§ Exercise task 1
In the slingshot thread, what 3D printer was the Nexus 3 made in?
§ Exercise task 2
Please repeat the part of the slingshot thread starting with "One concern that" and going on through "work quite fine)", replacing "video" with "clip".

§ Document
****************************************
# My fully 3D printed slingshot, Nexus 3



## BAT (Feb 26, 2015)

I´m an industrial designer, and I love new thech, and love CNC machines. I started making slingshots cut into plywood with a CNC router, the last one I made (The Nexus Stealth) was an aluminum one with a 3D printed palm swell.

Well, now I present to you my latest design, the Nexus 3, a fully 3D printed slingshot, made in red PLA, in a Creality CR-10 FDM 3D printer.

Is a pinch grip style frame, with a pinky hole for best grip. The forktips can be banded OTT / TTF and they have a center hole if you want to screw a gypsy tab. Also they have a little groove to make an aiming reference when shooting TTF.









































































One concern that I had was if the slingshot could bear with the tension of the bandsets and of course, a direct impact on one of the forks, well, I did my tests, and here is the video ( I will add english subtitles later, but the auto translate seems to work quite fine)


----------



## Old Iowan (Aug 9, 2019)

Well done :thumbsup: I can create 2D files but am to old to learn 3D


----------



## Tremoside (Jul 17, 2013)

Nice frame and presentation! Looks like a great all rounder.

The pinch area looks like a good fit. Well rounded and a clean structure. The variable thickness also helps to keep it compact but give an ergonomic boost where it is required.

Looks simple, but details tell a story!

Thanks for sharing!

M


----------



## BAT (Feb 26, 2015)

Old Iowan said:


> Well done :thumbsup: I can create 2D files but am to old to learn 3D


Thanks! is not that difficult if you already know the 2D basics, just takes time. Cheersl


----------



## BAT (Feb 26, 2015)

Tremoside said:


> Nice frame and presentation! Looks like a great all rounder.
> 
> The pinch area looks like a good fit. Well rounded and a clean structure. The variable thickness also helps to keep it compact but give an ergonomic boost where it is required.
> 
> ...


You have a sharp eye to unfold the story behind this slingshot!

Thanks for your comments Mark!


----------



## Ordo (Feb 11, 2018)

That's a nice piece and looks strong enough. Well done.


----------



## BAT (Feb 26, 2015)

Ordo said:


> That's a nice piece and looks strong enough. Well done.


Thanks Ordo!


----------



## Slingster (Apr 13, 2016)

Looks nice, however I would be concerned about using a 3d printed slingshot. I have done a lot of 3d printing over the years, and while the tech is really cool I would be concerned about the strength in this application. Layer separation could be a problem with the limbs. What are your thoughts?


----------



## Void (Mar 15, 2020)

Nice work. You know I'm gonna have to 3dprint one now.


----------



## BAT (Feb 26, 2015)

Slingster said:


> Looks nice, however I would be concerned about using a 3d printed slingshot. I have done a lot of 3d printing over the years, and while the tech is really cool I would be concerned about the strength in this application. Layer separation could be a problem with the limbs. What are your thoughts?


I was concerned too, so I printed a few, changing the orientation of the layers, and made some tests, first I measured the pull of several band types, to see how much weight or force they actualy generate on the fork tips, the strongest ones generate 10 kilos (22 punds). Later I applyed pull to the forktips, using a digital scale I coul reach aprox 30 kilos (66 pounds) an did not break any forktip. Another test was shooting directly to the frames. All this tests are on the video. I have been shooting with one of this 3d printed slingshot for months without any issue, I´m using 0.75 Precise 1 cm straight cut, 17.5 cm active lenght, with 8 mm steels. As long as you dont hit the forks, (Because one hit would weaken the fork tip) You can use a 3D printed slingshot with no problem. I added a different set to another one, 0.75 Precise, 18 to 12 mm tappered cut, 20 cm active lenght, also shooting with no problem.
****************************************
§ Entries supplied
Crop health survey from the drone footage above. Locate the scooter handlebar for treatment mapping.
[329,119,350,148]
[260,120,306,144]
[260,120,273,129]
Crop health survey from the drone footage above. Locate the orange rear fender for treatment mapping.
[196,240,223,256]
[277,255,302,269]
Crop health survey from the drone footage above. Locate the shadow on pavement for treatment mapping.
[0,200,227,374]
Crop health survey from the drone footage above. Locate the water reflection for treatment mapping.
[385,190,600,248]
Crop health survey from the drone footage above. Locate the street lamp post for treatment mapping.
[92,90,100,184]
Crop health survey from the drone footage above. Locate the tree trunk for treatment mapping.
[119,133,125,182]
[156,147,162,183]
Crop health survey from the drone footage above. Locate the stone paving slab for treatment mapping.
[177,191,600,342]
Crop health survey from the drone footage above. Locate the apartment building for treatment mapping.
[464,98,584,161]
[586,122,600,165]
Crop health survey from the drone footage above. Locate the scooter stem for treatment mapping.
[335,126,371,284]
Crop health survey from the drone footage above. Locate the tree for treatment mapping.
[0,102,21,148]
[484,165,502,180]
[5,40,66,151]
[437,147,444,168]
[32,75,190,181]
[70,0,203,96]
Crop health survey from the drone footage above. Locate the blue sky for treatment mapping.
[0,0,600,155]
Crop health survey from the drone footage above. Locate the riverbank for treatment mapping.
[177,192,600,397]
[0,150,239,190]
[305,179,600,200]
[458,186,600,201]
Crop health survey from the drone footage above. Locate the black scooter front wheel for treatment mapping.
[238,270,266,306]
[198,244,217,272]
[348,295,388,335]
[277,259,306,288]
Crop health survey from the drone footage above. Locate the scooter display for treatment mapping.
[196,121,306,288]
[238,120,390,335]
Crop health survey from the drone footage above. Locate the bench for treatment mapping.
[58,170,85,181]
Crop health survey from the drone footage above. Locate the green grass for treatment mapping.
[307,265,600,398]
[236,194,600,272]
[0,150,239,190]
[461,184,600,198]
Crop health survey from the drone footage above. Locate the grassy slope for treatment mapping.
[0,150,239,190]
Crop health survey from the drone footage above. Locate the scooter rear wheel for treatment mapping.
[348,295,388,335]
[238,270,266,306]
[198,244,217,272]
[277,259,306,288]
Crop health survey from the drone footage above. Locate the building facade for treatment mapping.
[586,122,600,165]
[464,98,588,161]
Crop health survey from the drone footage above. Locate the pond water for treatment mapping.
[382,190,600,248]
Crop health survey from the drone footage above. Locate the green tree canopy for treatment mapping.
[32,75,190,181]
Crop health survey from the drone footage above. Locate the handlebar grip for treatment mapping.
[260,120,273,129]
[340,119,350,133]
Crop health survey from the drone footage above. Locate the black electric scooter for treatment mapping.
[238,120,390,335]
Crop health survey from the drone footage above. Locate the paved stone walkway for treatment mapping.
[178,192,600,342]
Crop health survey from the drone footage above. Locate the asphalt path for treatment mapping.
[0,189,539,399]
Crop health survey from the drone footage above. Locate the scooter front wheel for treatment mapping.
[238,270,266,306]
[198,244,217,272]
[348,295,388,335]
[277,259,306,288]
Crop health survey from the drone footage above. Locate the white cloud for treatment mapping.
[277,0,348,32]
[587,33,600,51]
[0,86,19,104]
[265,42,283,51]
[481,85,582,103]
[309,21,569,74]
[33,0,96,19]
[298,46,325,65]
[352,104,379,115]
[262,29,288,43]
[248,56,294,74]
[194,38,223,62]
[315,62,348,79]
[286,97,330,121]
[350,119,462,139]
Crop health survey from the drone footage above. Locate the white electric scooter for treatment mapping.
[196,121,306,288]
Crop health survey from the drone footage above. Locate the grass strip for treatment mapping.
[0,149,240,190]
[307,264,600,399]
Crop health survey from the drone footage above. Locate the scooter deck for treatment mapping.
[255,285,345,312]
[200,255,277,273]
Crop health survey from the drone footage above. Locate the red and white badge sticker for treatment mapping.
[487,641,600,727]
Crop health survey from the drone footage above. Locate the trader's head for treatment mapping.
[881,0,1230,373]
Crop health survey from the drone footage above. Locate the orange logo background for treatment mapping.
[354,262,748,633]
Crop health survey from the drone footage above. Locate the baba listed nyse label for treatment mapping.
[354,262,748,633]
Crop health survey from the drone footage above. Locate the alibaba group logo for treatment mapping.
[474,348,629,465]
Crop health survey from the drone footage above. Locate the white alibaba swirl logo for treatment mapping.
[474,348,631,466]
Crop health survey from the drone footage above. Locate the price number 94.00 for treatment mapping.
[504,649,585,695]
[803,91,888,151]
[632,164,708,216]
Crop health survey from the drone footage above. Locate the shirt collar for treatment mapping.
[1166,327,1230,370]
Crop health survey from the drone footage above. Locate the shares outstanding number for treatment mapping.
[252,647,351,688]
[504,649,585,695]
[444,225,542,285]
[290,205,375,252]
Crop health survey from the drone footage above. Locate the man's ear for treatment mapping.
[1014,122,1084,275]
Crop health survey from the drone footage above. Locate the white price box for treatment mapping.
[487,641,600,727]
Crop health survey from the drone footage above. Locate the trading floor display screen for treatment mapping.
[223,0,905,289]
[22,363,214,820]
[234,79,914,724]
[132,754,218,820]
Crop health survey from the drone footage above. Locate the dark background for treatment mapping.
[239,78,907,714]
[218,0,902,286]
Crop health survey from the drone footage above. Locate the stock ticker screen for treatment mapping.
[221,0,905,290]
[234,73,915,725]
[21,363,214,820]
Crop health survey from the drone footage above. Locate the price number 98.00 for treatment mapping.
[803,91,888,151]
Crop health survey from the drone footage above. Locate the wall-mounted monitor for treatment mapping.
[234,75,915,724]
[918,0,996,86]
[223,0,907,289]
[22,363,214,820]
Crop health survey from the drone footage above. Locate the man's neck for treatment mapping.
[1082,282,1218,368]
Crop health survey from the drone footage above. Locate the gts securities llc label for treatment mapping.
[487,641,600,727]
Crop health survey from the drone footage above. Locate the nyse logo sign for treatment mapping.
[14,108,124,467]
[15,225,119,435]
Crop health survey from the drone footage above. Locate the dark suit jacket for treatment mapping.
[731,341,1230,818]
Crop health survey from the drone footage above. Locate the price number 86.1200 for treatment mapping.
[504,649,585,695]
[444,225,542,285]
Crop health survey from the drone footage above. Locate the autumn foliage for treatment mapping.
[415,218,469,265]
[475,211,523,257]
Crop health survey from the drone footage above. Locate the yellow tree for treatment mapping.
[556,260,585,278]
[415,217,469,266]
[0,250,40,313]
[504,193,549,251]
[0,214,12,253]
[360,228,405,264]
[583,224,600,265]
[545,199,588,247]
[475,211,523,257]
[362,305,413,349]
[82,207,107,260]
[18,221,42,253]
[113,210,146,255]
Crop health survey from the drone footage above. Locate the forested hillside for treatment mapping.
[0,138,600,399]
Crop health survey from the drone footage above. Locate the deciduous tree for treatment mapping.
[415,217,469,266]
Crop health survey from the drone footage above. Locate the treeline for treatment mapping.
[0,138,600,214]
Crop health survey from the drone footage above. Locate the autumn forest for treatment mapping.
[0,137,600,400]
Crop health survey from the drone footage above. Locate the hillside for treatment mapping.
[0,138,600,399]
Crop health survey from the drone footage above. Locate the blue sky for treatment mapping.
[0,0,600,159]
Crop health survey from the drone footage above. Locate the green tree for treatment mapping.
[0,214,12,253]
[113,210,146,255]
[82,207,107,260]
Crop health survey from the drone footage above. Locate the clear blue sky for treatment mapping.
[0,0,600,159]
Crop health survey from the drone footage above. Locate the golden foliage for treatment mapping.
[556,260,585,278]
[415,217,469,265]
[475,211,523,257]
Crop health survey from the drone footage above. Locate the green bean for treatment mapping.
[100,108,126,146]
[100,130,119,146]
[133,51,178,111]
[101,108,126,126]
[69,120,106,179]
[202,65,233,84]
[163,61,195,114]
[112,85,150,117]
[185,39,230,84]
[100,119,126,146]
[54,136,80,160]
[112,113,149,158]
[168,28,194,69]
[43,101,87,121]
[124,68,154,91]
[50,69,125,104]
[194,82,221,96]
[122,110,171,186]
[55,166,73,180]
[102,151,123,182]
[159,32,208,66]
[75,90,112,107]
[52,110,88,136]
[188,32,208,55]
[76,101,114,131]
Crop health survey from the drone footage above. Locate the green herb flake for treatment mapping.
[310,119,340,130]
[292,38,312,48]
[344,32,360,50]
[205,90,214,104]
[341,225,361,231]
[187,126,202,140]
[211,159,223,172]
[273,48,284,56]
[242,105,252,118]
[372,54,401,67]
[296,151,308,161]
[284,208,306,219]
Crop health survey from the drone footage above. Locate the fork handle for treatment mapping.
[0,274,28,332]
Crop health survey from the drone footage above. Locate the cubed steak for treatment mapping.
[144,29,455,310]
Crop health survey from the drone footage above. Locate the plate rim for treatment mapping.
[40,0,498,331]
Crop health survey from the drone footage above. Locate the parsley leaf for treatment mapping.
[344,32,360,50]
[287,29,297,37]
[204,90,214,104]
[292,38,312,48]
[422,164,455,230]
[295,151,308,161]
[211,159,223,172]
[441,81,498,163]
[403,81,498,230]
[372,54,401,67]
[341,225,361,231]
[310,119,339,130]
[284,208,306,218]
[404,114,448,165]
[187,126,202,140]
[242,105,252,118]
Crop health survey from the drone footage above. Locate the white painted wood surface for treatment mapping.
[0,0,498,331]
****************************************
§ Full output 1
A Creality CR-10 FDM 3D printer.

§ Full output 2
One concern that I had was if the slingshot could bear with the tension of the bandsets and of course, a direct impact on one of the forks, well, I did my tests, and here is the clip ( I will add english subtitles later, but the auto translate seems to work quite fine)